GIVEN PROBLEM 1:
In the Poisson process question, what is the probability that a given shock causes the device to fail?
GIVEN PROBLEM 2:
Please carry on the Poisson process question from its last sentence.

READING PASSAGE:
+++++

Poisson process time of failure

Question

Background

A typical Poisson process denoted by $N_t$ refers to the number of arrivals at time $t$, with rate $\lambda$, where

$$P(N_t = k) = \frac{e^{-\lambda t} (\lambda t)^k}{k!}$$

Question

A device is subject to shocks which occur according to a Poisson process $N$ with rate $\lambda$. The device can fail only due to a shock, and the probability that a given shock causes failure is $p$ independent of the number and times of previous shocks. Let $K$ be the total number of shocks the device takes before failure, and let $T = T_K$ be the time of failure.

a) Compute $E[T]$ and $\operatorname{Var}(T)$.

Usually $E[T] = k/\lambda$ and $Var(T) = k/\lambda ^2$, but I don't know if you need to factor in $p$ here.

b) Compute $E[T\mid K]$.

Not sure how to approach this. It seems that $T$ implies that $K$ occurred since it is given that $T = T_K$, so the conditional seems redundant.

c) Compute $E[T\mid K>9]$.

Again not sure how to approach this. Is $K$ Bernoulli?

+++++

INFORMATION PROVIDED:
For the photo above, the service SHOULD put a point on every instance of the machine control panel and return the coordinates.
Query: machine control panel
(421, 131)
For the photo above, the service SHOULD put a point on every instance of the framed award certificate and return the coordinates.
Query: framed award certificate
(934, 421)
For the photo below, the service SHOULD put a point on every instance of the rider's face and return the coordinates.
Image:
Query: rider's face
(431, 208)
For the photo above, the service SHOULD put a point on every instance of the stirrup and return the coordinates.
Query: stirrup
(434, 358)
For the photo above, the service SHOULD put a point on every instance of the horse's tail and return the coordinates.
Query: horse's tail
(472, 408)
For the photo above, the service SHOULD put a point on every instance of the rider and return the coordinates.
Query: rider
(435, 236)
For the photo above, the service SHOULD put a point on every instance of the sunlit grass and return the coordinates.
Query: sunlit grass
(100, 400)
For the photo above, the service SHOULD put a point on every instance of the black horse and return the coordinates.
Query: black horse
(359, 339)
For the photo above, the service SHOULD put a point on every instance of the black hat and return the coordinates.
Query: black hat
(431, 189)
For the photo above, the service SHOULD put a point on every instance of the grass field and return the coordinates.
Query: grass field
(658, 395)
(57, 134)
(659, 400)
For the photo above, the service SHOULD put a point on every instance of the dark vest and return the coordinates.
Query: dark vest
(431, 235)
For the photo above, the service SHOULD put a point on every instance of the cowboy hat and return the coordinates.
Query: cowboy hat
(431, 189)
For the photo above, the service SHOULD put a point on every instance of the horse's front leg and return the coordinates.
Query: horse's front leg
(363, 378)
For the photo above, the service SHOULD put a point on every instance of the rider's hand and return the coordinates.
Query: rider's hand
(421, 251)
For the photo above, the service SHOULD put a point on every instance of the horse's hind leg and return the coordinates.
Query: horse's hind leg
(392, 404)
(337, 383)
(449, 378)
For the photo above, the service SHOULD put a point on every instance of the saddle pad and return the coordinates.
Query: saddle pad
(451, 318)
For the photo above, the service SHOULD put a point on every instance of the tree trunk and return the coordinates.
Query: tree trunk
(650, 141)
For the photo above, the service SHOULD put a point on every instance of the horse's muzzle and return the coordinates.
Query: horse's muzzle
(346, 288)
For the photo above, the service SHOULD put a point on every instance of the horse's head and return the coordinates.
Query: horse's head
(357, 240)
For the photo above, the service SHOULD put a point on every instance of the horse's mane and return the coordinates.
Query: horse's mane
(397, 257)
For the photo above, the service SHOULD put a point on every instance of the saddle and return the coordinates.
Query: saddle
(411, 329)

+++++

TASK RESULT 1:
$p$, independent of the number and times of previous shocks.

TASK RESULT 2:
Answer 1

Assumption. The failure probability is not $p=0$ or $p=1$; these cases can be handled separately.

Qa Hint. Let $X_t\sim\operatorname{Poisson}(\lambda tp)$. Then, $\Phi_T(t)\equiv\mathbb{P}(T\leq t)=\mathbb{P}(X_t\geq1)=1-\mathbb{P}(X_t=0)$.

Since $\Phi_{T}(t)=1-e^{-\lambda tp}$ for $t \geq 0$, $T$ is exponentially distributed with parameter $\lambda p$. Therefore, $\mathbb{E}T=1/(\lambda p)$ and $\operatorname{Var}T=1/(\lambda p)^2$.

Qb Hint. Use the memoryless property.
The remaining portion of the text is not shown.